## TASK DIRECTIONS
Transcribe the records in full, keeping every character as it is.

-- START DATA LISTING --

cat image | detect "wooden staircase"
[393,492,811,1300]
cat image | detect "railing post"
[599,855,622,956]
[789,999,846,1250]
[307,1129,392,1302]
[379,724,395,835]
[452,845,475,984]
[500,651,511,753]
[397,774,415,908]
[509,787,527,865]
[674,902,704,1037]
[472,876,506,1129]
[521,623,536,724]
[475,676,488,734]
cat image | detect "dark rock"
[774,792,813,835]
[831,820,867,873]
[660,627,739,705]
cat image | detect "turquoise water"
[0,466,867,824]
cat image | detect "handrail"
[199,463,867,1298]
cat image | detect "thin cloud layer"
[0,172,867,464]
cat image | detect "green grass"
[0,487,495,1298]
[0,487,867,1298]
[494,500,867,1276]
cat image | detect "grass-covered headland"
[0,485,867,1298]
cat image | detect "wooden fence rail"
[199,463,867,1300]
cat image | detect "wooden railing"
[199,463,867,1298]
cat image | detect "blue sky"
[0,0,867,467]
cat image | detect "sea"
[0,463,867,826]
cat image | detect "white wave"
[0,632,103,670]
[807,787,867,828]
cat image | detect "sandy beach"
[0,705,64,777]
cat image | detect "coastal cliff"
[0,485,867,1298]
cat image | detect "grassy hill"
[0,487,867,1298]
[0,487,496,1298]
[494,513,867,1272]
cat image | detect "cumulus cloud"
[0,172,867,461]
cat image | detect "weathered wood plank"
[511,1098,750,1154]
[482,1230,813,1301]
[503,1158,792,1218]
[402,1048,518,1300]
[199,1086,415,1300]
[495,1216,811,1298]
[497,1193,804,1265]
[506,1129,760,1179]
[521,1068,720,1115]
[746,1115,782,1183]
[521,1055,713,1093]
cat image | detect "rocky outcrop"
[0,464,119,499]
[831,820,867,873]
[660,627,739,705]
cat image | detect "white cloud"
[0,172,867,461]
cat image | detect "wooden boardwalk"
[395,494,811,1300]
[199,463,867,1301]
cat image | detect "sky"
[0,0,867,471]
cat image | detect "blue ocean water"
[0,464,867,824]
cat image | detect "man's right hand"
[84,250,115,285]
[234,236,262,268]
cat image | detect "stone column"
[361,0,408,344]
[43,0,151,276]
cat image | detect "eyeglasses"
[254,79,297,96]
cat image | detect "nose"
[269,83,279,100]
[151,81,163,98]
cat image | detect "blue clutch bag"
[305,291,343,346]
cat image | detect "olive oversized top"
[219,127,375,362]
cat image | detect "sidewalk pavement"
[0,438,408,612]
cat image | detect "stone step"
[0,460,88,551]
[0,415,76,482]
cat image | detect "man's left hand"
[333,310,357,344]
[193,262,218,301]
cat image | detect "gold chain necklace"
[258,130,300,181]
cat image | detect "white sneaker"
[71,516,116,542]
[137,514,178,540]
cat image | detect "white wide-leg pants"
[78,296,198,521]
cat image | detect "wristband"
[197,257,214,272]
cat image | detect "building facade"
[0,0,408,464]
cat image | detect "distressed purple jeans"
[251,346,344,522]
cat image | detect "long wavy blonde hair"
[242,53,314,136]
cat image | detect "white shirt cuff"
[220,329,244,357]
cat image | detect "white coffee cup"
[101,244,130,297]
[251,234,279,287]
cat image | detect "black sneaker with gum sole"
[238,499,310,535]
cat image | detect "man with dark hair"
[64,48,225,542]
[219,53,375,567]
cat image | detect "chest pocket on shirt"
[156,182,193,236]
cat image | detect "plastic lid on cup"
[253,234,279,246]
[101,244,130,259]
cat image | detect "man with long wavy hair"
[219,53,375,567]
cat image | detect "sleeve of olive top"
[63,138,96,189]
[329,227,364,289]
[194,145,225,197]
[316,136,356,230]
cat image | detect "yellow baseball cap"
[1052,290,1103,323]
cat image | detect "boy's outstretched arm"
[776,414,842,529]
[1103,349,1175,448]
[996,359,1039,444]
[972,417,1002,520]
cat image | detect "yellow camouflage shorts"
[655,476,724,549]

-- END DATA LISTING --

## TASK ANSWER
cat image | detect "wooden staircase"
[393,492,811,1300]
cat image | detect "railing post"
[599,855,622,956]
[789,999,846,1250]
[307,1129,392,1302]
[379,724,395,835]
[452,845,475,984]
[500,651,511,753]
[397,774,415,908]
[509,787,527,865]
[674,902,704,1037]
[472,876,506,1129]
[521,623,536,724]
[475,676,488,734]
cat image | detect "dark rock"
[774,792,813,835]
[831,820,867,873]
[660,627,739,705]
cat image | detect "turquoise water"
[0,466,867,824]
cat image | detect "handrail"
[199,463,867,1298]
cat image | detect "thin cloud layer"
[0,172,867,464]
cat image | detect "green grass"
[0,487,495,1298]
[0,487,867,1298]
[494,500,867,1276]
cat image | detect "grass-covered headland"
[0,485,867,1298]
cat image | detect "wooden fence rail"
[199,463,867,1300]
cat image | detect "wooden railing"
[199,463,867,1298]
cat image | detect "blue sky"
[0,0,867,467]
cat image | detect "sea"
[0,463,867,826]
cat image | detect "white wave"
[0,632,103,670]
[807,787,867,828]
cat image | detect "sandy beach"
[0,705,64,777]
cat image | detect "coastal cliff"
[0,485,867,1298]
cat image | detect "grassy hill"
[0,487,867,1298]
[0,487,496,1298]
[494,513,867,1272]
cat image | detect "cumulus cloud"
[0,172,867,461]
cat image | detect "weathered wood plank"
[511,1098,750,1154]
[482,1230,813,1301]
[503,1158,792,1218]
[402,1048,518,1300]
[199,1086,415,1300]
[495,1216,811,1298]
[497,1193,804,1265]
[506,1129,760,1179]
[521,1068,720,1115]
[746,1115,782,1183]
[521,1055,713,1093]
cat image | detect "rocky outcrop"
[0,464,119,499]
[831,820,867,873]
[660,627,739,705]
cat image | detect "white cloud"
[0,172,867,461]
cat image | detect "wooden boardwalk"
[395,494,811,1300]
[199,463,867,1301]
cat image | detect "sky"
[0,0,867,471]
cat image | detect "blue ocean water"
[0,464,867,824]
cat image | detect "man's right hand"
[84,250,115,285]
[234,236,262,268]
cat image | detect "stone column"
[361,0,408,344]
[43,0,151,276]
cat image | detect "eyeglasses"
[254,79,297,96]
cat image | detect "nose"
[269,83,279,100]
[151,81,163,98]
cat image | detect "blue clutch bag"
[305,291,343,346]
cat image | detect "olive oversized top"
[219,127,375,362]
cat image | detect "sidewalk pavement"
[0,438,408,612]
cat image | detect "stone step"
[0,460,88,551]
[0,415,76,482]
cat image | detect "man's left hand"
[333,310,357,344]
[193,262,218,301]
cat image | detect "gold chain necklace"
[258,130,300,181]
cat image | detect "white sneaker"
[71,516,116,542]
[137,514,178,540]
cat image | detect "white wide-leg pants"
[78,296,198,521]
cat image | detect "wristband"
[197,257,214,272]
cat image | detect "building facade"
[0,0,408,464]
cat image | detect "distressed purple jeans"
[251,346,344,522]
cat image | detect "long wavy blonde hair"
[242,53,314,136]
cat image | detect "white shirt cuff"
[220,329,244,357]
cat image | detect "white coffee cup"
[101,244,130,297]
[251,234,279,287]
cat image | detect "black sneaker with gum sole"
[238,499,310,535]
cat image | detect "man with dark hair"
[64,48,225,542]
[219,53,375,567]
cat image | detect "chest pocket on shirt"
[156,182,193,236]
cat image | detect "plastic lid on cup"
[253,234,279,246]
[101,244,130,259]
cat image | detect "man with long wavy hair"
[219,53,375,567]
cat image | detect "sleeve of olive top"
[63,138,96,189]
[329,227,364,289]
[194,145,225,197]
[316,136,356,230]
cat image | detect "yellow baseball cap"
[1052,290,1103,323]
cat image | detect "boy's outstretched arm"
[776,414,842,529]
[1103,349,1175,448]
[996,359,1039,444]
[972,417,1002,520]
cat image | detect "yellow camouflage shorts"
[655,476,724,549]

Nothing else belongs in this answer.